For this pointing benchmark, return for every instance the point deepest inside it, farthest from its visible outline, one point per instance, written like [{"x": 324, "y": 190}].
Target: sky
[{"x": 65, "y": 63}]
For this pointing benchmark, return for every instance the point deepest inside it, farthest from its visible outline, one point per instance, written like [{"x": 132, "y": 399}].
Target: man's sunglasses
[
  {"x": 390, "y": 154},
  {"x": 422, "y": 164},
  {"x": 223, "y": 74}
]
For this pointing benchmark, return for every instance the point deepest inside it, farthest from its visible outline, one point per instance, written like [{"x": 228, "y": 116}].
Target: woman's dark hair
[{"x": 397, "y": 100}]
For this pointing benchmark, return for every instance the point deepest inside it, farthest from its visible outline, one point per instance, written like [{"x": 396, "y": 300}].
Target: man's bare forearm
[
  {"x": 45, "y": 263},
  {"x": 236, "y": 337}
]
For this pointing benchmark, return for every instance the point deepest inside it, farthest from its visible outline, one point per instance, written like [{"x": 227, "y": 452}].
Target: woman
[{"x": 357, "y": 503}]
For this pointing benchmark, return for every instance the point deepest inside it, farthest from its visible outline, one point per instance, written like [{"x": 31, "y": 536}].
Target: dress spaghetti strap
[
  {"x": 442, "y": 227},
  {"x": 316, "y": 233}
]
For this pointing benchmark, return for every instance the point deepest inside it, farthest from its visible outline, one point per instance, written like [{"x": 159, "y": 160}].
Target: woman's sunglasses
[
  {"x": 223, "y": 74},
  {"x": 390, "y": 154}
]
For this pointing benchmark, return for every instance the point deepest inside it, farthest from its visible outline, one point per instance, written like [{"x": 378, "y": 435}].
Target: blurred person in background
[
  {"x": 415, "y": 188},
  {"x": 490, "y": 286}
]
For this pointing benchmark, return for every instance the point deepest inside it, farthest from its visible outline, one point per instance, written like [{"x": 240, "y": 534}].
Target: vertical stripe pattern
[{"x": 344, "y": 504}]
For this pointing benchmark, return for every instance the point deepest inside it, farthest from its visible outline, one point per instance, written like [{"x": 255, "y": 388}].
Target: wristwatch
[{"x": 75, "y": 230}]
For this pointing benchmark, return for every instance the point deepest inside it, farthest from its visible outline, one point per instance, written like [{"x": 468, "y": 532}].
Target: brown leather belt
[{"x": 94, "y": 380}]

*Short problem*. List each line of the material above that contains the string "sunglasses". Case counts.

*Task output*.
Target: man's sunglasses
Target: woman's sunglasses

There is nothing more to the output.